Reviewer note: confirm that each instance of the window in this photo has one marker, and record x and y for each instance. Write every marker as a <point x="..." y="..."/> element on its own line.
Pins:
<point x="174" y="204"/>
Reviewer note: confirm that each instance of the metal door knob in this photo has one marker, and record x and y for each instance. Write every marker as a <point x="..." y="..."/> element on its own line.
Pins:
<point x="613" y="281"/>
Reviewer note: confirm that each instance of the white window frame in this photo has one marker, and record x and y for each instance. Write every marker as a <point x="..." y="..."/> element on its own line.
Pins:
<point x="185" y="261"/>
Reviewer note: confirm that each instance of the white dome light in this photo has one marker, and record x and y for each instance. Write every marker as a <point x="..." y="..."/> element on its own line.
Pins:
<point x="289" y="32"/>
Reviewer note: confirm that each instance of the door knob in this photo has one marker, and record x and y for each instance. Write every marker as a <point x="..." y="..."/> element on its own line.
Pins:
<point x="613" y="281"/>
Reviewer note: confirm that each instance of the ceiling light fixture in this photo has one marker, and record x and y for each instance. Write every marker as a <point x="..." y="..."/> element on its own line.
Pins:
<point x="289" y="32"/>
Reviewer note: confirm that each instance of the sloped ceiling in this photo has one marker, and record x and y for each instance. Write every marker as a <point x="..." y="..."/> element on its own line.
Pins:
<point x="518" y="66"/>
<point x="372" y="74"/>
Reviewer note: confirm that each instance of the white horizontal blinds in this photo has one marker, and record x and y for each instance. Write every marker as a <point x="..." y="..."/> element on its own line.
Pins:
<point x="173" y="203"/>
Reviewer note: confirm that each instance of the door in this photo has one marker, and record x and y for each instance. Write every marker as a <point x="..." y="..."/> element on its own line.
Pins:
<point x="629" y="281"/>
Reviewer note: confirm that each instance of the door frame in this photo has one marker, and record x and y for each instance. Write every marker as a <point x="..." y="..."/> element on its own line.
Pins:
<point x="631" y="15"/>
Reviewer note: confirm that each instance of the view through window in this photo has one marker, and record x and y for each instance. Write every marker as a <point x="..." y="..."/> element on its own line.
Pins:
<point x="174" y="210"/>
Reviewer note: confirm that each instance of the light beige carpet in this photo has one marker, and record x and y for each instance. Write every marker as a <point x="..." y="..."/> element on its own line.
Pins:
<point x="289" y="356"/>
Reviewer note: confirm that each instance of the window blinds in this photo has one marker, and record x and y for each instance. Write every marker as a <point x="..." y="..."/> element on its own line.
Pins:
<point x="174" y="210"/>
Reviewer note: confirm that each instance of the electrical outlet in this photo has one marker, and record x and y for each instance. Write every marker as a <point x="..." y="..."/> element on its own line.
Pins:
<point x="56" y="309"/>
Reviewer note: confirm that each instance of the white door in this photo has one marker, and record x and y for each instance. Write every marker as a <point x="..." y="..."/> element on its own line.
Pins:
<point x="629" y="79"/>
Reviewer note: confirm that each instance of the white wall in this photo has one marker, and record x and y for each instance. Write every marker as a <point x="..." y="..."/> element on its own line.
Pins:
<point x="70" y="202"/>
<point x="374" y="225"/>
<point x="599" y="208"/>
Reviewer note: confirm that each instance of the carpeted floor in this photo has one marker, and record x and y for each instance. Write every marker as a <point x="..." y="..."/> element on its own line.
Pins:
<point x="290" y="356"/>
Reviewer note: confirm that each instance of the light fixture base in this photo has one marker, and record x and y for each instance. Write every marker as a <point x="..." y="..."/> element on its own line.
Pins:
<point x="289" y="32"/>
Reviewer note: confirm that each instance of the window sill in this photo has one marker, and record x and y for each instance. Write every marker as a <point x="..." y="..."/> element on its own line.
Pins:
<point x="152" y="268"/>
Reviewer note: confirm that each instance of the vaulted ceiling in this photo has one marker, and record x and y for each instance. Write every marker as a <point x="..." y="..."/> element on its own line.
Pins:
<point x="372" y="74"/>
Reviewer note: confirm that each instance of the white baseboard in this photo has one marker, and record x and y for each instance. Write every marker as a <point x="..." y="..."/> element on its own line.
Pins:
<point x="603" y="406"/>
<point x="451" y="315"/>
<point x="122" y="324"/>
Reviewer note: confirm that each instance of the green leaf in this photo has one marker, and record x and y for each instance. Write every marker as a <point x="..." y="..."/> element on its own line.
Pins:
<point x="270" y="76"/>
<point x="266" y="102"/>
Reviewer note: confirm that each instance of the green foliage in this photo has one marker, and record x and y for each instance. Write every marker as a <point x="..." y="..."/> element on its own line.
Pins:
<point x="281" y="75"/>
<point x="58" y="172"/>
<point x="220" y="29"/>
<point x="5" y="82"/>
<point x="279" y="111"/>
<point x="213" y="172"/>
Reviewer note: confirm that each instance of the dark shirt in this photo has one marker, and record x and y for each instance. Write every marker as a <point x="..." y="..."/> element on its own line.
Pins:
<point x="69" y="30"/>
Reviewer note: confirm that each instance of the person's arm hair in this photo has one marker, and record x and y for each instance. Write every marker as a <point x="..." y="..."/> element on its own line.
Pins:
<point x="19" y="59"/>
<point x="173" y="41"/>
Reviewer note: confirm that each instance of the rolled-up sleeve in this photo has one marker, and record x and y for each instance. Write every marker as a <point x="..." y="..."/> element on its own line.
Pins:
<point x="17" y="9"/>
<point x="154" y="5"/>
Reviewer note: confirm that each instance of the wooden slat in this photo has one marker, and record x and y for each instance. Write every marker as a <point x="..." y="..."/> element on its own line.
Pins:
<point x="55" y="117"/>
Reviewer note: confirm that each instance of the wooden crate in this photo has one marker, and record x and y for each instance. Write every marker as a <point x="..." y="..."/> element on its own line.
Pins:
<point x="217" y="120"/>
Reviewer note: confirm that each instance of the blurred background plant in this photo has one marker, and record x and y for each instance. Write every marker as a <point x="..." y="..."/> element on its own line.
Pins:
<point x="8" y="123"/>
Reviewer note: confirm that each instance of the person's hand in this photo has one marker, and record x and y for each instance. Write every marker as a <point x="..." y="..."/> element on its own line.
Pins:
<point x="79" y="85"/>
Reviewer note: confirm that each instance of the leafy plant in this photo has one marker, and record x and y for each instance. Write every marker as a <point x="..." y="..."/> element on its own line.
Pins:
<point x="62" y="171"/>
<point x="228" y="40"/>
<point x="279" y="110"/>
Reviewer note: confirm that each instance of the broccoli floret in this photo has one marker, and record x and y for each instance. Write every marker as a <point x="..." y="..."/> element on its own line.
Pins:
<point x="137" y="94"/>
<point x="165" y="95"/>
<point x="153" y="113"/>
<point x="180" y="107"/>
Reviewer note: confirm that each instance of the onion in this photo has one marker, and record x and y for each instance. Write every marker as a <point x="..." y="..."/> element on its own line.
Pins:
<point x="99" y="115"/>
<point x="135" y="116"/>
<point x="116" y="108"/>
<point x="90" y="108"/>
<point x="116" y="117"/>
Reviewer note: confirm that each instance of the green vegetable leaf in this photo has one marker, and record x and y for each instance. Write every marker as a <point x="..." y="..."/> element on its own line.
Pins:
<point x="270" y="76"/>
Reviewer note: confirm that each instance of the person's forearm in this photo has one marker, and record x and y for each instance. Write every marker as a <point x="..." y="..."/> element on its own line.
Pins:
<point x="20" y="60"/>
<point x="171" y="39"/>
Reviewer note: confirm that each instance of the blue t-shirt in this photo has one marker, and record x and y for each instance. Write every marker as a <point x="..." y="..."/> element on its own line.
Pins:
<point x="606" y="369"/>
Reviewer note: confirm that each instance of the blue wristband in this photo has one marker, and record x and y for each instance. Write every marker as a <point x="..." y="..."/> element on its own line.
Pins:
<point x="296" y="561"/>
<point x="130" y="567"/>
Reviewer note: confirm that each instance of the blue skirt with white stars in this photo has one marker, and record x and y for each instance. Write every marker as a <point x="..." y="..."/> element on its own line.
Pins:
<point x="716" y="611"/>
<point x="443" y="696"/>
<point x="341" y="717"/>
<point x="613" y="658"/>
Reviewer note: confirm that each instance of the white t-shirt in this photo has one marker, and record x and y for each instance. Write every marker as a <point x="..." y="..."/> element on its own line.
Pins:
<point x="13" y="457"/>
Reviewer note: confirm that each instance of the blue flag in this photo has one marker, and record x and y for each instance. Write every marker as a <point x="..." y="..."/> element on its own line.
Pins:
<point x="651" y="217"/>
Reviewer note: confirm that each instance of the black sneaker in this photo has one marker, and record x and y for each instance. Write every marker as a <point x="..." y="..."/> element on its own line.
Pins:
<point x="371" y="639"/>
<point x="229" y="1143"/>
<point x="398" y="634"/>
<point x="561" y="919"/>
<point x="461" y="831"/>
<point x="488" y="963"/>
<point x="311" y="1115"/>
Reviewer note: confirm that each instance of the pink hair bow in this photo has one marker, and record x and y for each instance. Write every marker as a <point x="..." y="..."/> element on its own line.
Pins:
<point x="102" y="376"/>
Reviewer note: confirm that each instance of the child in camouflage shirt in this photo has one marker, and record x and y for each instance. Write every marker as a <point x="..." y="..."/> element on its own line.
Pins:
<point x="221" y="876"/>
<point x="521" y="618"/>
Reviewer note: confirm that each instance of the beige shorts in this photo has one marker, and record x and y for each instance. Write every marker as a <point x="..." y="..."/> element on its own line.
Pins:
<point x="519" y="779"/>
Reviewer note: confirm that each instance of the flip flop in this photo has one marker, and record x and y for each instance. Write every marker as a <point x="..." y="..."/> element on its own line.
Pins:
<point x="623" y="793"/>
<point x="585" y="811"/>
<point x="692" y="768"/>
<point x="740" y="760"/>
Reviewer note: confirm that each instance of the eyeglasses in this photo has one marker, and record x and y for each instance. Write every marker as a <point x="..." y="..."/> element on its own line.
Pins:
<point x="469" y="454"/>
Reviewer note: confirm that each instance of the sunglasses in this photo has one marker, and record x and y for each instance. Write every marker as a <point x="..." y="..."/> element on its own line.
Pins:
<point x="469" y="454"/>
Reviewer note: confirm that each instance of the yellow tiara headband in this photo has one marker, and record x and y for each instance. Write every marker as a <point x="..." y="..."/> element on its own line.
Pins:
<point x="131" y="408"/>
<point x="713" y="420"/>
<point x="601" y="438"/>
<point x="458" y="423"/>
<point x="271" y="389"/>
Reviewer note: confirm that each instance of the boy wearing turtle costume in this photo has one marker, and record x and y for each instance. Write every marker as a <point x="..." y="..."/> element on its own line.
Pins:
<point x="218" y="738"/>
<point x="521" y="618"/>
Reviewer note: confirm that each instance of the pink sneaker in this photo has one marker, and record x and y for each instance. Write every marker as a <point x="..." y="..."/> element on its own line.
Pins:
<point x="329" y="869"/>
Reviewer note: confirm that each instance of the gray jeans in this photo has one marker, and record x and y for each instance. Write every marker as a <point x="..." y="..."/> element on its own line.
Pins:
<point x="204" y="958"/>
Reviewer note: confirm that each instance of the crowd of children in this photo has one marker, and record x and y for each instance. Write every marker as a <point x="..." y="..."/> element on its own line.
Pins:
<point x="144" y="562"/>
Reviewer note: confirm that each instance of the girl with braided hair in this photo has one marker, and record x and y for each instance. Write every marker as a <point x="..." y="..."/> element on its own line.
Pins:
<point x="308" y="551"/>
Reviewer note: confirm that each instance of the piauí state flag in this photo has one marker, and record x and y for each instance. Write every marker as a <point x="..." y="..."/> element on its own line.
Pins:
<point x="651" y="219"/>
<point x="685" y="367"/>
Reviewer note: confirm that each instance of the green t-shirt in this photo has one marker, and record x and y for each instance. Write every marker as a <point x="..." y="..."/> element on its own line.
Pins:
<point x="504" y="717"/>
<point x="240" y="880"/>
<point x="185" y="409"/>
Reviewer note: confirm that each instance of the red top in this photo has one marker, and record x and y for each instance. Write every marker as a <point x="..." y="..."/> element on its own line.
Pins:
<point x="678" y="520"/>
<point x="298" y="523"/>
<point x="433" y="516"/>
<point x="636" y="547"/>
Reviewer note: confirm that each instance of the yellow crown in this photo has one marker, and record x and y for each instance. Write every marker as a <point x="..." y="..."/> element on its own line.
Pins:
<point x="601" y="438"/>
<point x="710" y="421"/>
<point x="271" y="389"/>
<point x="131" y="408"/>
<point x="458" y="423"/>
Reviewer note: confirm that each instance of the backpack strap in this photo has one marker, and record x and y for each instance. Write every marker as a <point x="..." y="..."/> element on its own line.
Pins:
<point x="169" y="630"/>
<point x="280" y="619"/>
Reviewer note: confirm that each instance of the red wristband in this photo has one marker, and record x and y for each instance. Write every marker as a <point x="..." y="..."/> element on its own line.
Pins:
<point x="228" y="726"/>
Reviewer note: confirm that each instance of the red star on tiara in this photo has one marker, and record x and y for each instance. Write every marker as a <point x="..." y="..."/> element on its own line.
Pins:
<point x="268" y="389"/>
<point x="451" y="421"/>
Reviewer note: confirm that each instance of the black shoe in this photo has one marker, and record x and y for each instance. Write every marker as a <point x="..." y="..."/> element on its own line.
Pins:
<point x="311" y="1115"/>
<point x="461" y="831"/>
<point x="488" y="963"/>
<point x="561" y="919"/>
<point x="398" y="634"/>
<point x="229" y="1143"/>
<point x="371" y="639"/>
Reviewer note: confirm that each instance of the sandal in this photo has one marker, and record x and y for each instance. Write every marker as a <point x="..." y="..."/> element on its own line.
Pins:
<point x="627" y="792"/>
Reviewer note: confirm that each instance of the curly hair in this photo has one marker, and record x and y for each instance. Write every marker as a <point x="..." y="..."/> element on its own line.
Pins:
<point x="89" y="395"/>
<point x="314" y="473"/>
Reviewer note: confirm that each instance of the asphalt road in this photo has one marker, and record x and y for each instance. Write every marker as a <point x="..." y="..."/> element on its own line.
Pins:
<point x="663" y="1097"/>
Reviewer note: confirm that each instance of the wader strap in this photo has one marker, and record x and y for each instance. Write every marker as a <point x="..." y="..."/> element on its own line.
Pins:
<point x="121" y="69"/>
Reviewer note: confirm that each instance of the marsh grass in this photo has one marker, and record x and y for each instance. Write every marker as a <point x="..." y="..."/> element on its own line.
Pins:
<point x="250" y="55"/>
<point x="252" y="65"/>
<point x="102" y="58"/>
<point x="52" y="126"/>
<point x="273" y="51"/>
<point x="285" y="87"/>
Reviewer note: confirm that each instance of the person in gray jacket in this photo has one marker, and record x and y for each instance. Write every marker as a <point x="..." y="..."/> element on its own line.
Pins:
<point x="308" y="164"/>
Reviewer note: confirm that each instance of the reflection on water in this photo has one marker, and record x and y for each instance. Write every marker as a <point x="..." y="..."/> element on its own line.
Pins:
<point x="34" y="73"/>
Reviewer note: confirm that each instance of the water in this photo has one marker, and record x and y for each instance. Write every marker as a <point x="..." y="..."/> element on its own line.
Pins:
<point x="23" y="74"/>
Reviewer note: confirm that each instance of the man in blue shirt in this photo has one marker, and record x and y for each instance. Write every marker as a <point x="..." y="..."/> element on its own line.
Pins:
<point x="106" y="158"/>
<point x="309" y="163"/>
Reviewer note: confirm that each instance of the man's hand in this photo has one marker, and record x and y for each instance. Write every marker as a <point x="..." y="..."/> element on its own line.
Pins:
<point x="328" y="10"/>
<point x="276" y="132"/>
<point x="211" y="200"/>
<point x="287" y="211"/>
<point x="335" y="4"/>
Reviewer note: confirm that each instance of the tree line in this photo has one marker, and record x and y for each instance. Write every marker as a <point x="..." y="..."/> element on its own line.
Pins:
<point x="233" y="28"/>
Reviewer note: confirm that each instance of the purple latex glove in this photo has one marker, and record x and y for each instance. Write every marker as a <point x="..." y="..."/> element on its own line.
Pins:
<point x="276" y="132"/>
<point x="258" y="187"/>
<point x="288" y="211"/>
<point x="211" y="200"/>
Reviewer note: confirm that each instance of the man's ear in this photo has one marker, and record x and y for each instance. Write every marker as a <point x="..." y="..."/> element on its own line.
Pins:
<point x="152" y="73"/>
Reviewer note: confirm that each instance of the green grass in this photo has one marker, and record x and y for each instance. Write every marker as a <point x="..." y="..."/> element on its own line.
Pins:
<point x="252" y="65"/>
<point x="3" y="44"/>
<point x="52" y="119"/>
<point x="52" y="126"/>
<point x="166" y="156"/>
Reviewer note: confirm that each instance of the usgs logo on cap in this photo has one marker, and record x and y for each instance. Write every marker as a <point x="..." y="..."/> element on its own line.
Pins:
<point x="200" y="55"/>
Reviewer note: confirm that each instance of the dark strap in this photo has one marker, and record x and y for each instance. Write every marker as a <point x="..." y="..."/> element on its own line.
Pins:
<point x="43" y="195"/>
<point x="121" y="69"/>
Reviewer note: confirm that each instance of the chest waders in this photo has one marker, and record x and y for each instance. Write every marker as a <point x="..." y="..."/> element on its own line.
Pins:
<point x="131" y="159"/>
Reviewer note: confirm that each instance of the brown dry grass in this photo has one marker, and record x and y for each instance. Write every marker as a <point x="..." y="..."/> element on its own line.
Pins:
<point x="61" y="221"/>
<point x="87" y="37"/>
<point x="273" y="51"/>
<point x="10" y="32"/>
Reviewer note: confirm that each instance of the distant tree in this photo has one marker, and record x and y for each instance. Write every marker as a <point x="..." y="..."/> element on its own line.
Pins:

**TASK**
Reproduce only those lines of the entries above that run from the line with "Reviewer note: confirm that each instance of the chest" to the final line.

**IN RESPONSE**
Reviewer note: confirm that each instance of the chest waders in this photo has one marker, and record x and y for each instance. Write every marker as a <point x="..." y="..."/> element on its own line.
Pins:
<point x="131" y="159"/>
Reviewer note: confirm that each instance of the brown dry grass in this photo has one marker, and record x and y for each instance. Write every marker as a <point x="..." y="..."/> element on its own line.
Pins:
<point x="61" y="221"/>
<point x="87" y="37"/>
<point x="273" y="51"/>
<point x="10" y="32"/>
Reviewer note: confirm that each instance of the distant tree in this photo has one marker, and record x and y for each instance. Write every marker as a <point x="..." y="..."/> element on its own line.
Pins:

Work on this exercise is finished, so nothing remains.